Write the next part of the court opinion below on the post-conviction relief petition, starting right after paragraph 14.

- **DOCUMENT EXTRACT**:

+++

ALSO, I NEED AN INTERPRETER, BECAUSE I CAN NOT EXPLAIN THE NECESSARY IMPORTANT FACTS TO MY PUBLIC DEFENDER TO PREPARE MY DEFENSE.

THANK YOU FOR YOUR CONSIDERATION IN THIS MATTER.

In the petition, defendant addressed two findings by the PCR judge in his January 27, 1999 ruling: (a) that defendant "had resided in the United States for twenty-four years"; and (b) that defendant had "even briefed this case in English." Concerning those statements, defendant averred:

13. Contrary to [the judge's] erroneous determination, an accurate development of the facts would have established that (1) petitioner came to the United States in 1969, but left in 1970 and did not return until 1986, and, therefore, petitioner was not in the United States for twenty-four years; (2) that, on the cover-page of the pro-se brief submitted by petitioner, filed in the Superior Court of Monmouth County on February 17, 1998, it states, "Mr. DeSouza Received Assistance On The Memorandum of Law," said assistance being provided by an inmate paralegal at the New Jersey State Prison, namely inmate Messam, #217418.

14. The improper factual findings relied upon by [the judge], as well as the absence of assigned PCR counsel at the hearing deprived petitioner of a reliable determination and was a denial of due process and equal protection of law contrary to the dictates of the Fourteenth Amendment of the Constitution of the United States and Article 1, Paragraph 10 of the Constitution of the State of New Jersey and the Fundamental Fairness Clause of the New Jersey Common Law.

+++

- **STORED RECORDS**:
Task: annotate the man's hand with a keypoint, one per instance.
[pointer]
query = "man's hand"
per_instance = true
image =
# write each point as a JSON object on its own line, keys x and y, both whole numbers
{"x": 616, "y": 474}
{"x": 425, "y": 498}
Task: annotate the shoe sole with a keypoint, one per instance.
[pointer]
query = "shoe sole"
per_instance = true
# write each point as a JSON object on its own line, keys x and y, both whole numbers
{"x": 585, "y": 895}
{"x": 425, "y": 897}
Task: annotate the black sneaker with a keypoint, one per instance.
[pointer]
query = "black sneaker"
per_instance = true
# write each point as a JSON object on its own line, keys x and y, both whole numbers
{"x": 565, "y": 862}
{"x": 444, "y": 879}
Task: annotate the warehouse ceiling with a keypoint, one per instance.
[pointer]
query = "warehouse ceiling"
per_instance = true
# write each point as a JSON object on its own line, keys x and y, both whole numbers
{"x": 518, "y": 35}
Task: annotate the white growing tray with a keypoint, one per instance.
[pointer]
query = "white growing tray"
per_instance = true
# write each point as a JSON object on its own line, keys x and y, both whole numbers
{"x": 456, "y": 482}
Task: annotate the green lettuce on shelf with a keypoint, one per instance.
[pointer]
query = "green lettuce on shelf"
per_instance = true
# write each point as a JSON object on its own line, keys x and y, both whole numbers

+++

- **RESPONSE TO THE EXERCISE**:
15. The refusal of assigned trial counsel to have an interpreter assigned resulted in a denial of effective assistance of counsel

constructive denial of counsel, in that, assigned trial only came to see me on three (3) occasions prior to trial. On the first occasion, counsel was accompanied with a putative interpreter, whom I could not understand because he did not speak my native tongue of Portuguese. On the second and third visits, assigned counsel did not attempt to use an interpreter, rather counsel attempted to decipher my broken English on his own. At trial, counsel employed an interpreter, not to assist me by allowing me to have the questions presented to me in my language of Portuguese, and to give me the opportunity to respond in my native tongue, but instead, the "interpreter" was used to repeat the answer that I was forced to give in my broken English in an effort to aid the jury's comprehension.

16. Additionally, prior to trial, during the visits, I told assigned counsel that during the time I was being questioned by the police, I repeatedly told the police that I wanted a lawyer and that the lady who was typing should be called to testify at the hearing. Counsel, not only, did not call this lady as a witness, but did not allow me to testify at the hearing.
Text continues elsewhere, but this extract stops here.